(TRECHO PARA LEITURA)
Tutela militar e poder moderador
O Prof. José Murilo de Carvalho, profundo conhecedor de nossa história, publicou um artigo intitulado Tutela Militar na edição dominical de O Globo, de 31.05.2020. Ele inicia o texto fazendo uma lista de nossas sete constituições. E nos diz que cinco delas atribuem às Forças Armadas (FAs) um papel político e policial. Ato contínuo, juízes, advogados e mesmo ministros do STF publica-ram artigos para nos garantir que a constituição de 1988 não dá respaldo à intervenção militar com as FAs atuando como poder moderador. Quem tem razão, o nosso renomado historiador ou os nossos qualificados juristas? Passo a explicar as razões que me colocam do lado do Prof. José Murilo de Carvalho.

(TRECHO DOS DADOS)
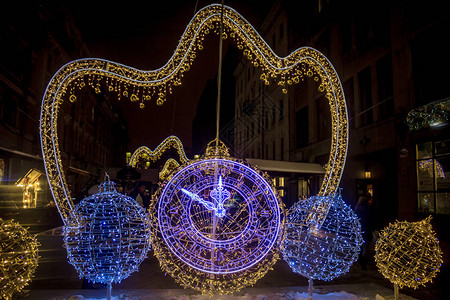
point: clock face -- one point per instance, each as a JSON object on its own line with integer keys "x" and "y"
{"x": 218, "y": 216}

(O QUE FAZER) Transcreva, do texto sobre tutela militar e poder moderador, a passagem que começa em "Tutela militar e" e termina em "Murilo de Carvalho.".

(RESPOSTA CORRETA)
Tutela militar e poder moderador
O Prof. José Murilo de Carvalho, profundo conhecedor de nossa história, publicou um artigo intitulado Tutela Militar na edição dominical de O Globo, de 31.05.2020. Ele inicia o texto fazendo uma lista de nossas sete constituições. E nos diz que cinco delas atribuem às Forças Armadas (FAs) um papel político e policial. Ato contínuo, juízes, advogados e mesmo ministros do STF publica-ram artigos para nos garantir que a constituição de 1988 não dá respaldo à intervenção militar com as FAs atuando como poder moderador. Quem tem razão, o nosso renomado historiador ou os nossos qualificados juristas? Passo a explicar as razões que me colocam do lado do Prof. José Murilo de Carvalho.